- Capital: Acre
- • Coordinates: 33°00′N 35°10′E﻿ / ﻿33.000°N 35.167°E
- Historical era: Ottoman Palestine
- • Established: 18th century
- • Battle of Lake Huleh: 1771
- • Napoleon's siege: 1799
- • Egyptian siege: 1832
- • Looting of Safed: 1834
- • Galilee earthquake: 1837
- • Druze attack: 1838
- • Acre bombardment: 1840
- • Tanzimat reforms: 1864
- • Battle of Haifa: 1918
- • Eyalet: Sidon (before 1864)
- • Vilayet: Syria (1864–1888)
- • Vilayet: Beirut (1888–1918)
| Preceded by | Succeeded by |
| / Safed Sanjak | OETA (1918–1920) / ; Acre Subdistrict (1920–1948) / |
- Today part of: Northern District of Israel

= Acre Sanjak =

Ottoman prefecture in today's Israel

The Sanjak of Acre (سنجاق عكا; سنجق عكا), often referred as Late Ottoman Galilee, was a prefecture (sanjak) of the Ottoman Empire, located in modern-day northern Israel. The city of Acre was the Sanjak's capital.

Acre was captured by the Ottoman Sultan Selim I in 1517, but the city fell into disuse soon thereafter and was governed under the Sanjak of Safad during 16th-18th centuries. Acre was the center of the Nahiya of Acre, a subdistrict of the sanjak, which also included the villages of Buqei'a, Al-Tira, Julis, Kafr Yasif, Kabul and Shefa-'Amr. Acre was the center of a major economic boom under the leadership of Daher al-Umar during the late 18th century.

__Exercise details__
Rewrite the part of the Acre Sanjak text starting with "- • Vilayet: Syria" and going on through "the Sanjak's capital.", swapping "prefecture" for "province".

__Information provided__
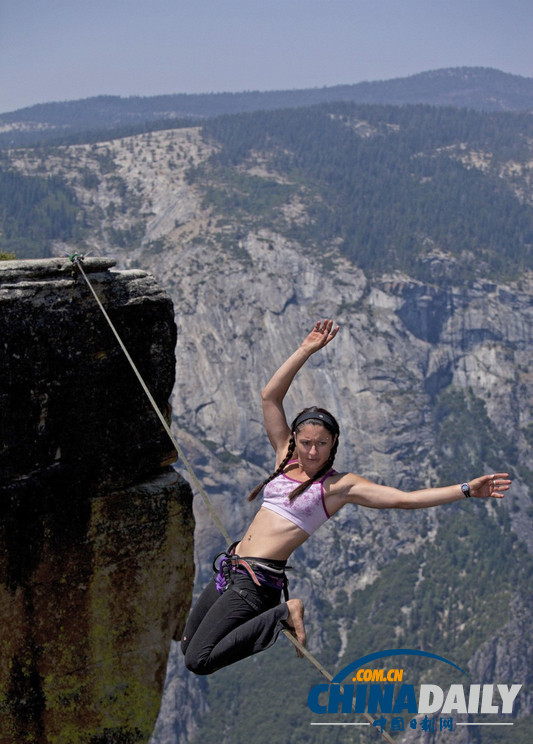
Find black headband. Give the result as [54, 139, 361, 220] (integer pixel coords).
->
[294, 411, 339, 432]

__Task response__
- • Vilayet: Syria (1864–1888)
- • Vilayet: Beirut (1888–1918)
| Preceded by | Succeeded by |
| / Safed Sanjak | OETA (1918–1920) / ; Acre Subdistrict (1920–1948) / |
- Today part of: Northern District of Israel

= Acre Sanjak =

Ottoman province in today's Israel

The Sanjak of Acre (سنجاق عكا; سنجق عكا), often referred as Late Ottoman Galilee, was a province (sanjak) of the Ottoman Empire, located in modern-day northern Israel. The city of Acre was the Sanjak's capital.